** START ENTRIES **

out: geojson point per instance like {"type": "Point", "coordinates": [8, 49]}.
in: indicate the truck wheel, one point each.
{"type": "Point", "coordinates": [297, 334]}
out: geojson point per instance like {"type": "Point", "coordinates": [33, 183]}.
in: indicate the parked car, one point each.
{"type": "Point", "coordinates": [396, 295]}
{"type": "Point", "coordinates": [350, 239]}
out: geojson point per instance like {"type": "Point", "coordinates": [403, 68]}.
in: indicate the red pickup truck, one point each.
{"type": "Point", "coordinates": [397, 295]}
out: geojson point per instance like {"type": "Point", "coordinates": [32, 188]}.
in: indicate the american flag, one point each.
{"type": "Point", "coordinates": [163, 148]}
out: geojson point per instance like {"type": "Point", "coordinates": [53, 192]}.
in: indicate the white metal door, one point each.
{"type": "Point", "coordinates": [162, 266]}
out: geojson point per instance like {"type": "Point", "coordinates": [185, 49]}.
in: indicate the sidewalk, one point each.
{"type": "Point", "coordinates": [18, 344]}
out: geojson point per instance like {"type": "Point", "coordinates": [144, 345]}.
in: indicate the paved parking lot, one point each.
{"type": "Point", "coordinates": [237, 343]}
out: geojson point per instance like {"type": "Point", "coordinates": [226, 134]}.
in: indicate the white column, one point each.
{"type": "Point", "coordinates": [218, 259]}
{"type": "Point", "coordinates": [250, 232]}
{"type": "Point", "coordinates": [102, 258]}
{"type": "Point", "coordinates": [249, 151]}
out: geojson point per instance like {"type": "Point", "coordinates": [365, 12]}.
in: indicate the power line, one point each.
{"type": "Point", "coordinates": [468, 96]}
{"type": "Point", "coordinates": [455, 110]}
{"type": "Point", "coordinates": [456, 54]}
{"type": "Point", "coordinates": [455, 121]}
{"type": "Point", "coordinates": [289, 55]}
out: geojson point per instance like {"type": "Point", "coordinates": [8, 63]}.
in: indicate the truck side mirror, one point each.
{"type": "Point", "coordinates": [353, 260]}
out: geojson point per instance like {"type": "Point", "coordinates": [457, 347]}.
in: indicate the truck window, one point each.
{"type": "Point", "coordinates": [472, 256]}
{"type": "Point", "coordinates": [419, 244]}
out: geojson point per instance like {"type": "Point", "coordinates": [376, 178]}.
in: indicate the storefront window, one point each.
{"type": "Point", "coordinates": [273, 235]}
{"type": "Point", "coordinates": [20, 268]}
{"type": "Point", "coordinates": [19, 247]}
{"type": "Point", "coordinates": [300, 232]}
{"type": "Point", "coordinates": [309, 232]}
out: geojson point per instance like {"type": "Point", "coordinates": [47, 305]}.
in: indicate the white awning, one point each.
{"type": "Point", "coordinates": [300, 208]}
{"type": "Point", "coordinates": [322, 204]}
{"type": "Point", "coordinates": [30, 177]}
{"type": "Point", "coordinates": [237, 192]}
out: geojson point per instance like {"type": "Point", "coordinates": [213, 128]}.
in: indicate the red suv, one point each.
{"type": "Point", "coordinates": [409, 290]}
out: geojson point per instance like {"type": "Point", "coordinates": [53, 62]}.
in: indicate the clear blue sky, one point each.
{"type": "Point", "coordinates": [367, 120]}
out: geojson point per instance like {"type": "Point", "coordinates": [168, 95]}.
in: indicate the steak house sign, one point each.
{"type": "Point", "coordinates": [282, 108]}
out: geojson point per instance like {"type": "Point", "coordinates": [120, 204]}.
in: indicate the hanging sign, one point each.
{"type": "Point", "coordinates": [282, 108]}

** END ENTRIES **

* **PROBLEM DETAILS**: Could you quote the material above in full, exactly as it stands?

* **EXERCISE OUTPUT**:
out: geojson point per instance like {"type": "Point", "coordinates": [8, 49]}.
in: indicate the truck wheel, one point each.
{"type": "Point", "coordinates": [297, 334]}
out: geojson point per instance like {"type": "Point", "coordinates": [33, 183]}.
in: indicate the parked car, one point each.
{"type": "Point", "coordinates": [396, 295]}
{"type": "Point", "coordinates": [350, 239]}
out: geojson point per instance like {"type": "Point", "coordinates": [403, 68]}.
in: indicate the red pickup truck, one point each.
{"type": "Point", "coordinates": [397, 295]}
out: geojson point per instance like {"type": "Point", "coordinates": [32, 188]}.
in: indicate the american flag, one point each.
{"type": "Point", "coordinates": [163, 148]}
out: geojson point per instance like {"type": "Point", "coordinates": [53, 192]}.
in: indicate the white metal door, one point each.
{"type": "Point", "coordinates": [162, 266]}
out: geojson point per instance like {"type": "Point", "coordinates": [185, 49]}.
in: indicate the sidewalk, one point each.
{"type": "Point", "coordinates": [18, 344]}
out: geojson point per instance like {"type": "Point", "coordinates": [144, 345]}.
in: indicate the paved parking lot, one point each.
{"type": "Point", "coordinates": [237, 343]}
out: geojson point per instance like {"type": "Point", "coordinates": [226, 134]}.
in: indicate the white column, one point each.
{"type": "Point", "coordinates": [218, 259]}
{"type": "Point", "coordinates": [250, 232]}
{"type": "Point", "coordinates": [102, 258]}
{"type": "Point", "coordinates": [249, 151]}
out: geojson point per instance like {"type": "Point", "coordinates": [365, 12]}.
in: indicate the power line, one point each.
{"type": "Point", "coordinates": [468, 96]}
{"type": "Point", "coordinates": [455, 110]}
{"type": "Point", "coordinates": [456, 54]}
{"type": "Point", "coordinates": [455, 121]}
{"type": "Point", "coordinates": [289, 55]}
out: geojson point per instance like {"type": "Point", "coordinates": [8, 63]}.
in: indicate the truck side mirror, one point each.
{"type": "Point", "coordinates": [353, 260]}
out: geojson point per instance like {"type": "Point", "coordinates": [457, 347]}.
in: indicate the truck window, one point each.
{"type": "Point", "coordinates": [472, 256]}
{"type": "Point", "coordinates": [419, 244]}
out: geojson point per instance like {"type": "Point", "coordinates": [376, 178]}.
in: indicate the storefront window, one point each.
{"type": "Point", "coordinates": [273, 235]}
{"type": "Point", "coordinates": [20, 268]}
{"type": "Point", "coordinates": [19, 247]}
{"type": "Point", "coordinates": [300, 232]}
{"type": "Point", "coordinates": [309, 232]}
out: geojson point per instance like {"type": "Point", "coordinates": [47, 305]}.
in: indicate the white awning, one point each.
{"type": "Point", "coordinates": [300, 208]}
{"type": "Point", "coordinates": [322, 204]}
{"type": "Point", "coordinates": [30, 177]}
{"type": "Point", "coordinates": [237, 192]}
out: geojson point per instance like {"type": "Point", "coordinates": [213, 128]}.
in: indicate the red suv, one point each.
{"type": "Point", "coordinates": [409, 290]}
out: geojson point per instance like {"type": "Point", "coordinates": [53, 62]}.
in: indicate the clear blue sky, one point each.
{"type": "Point", "coordinates": [367, 120]}
out: geojson point per instance like {"type": "Point", "coordinates": [168, 95]}.
in: indicate the steak house sign, one point each.
{"type": "Point", "coordinates": [282, 108]}
out: geojson point per instance like {"type": "Point", "coordinates": [120, 204]}.
in: indicate the hanging sign, one point each.
{"type": "Point", "coordinates": [282, 108]}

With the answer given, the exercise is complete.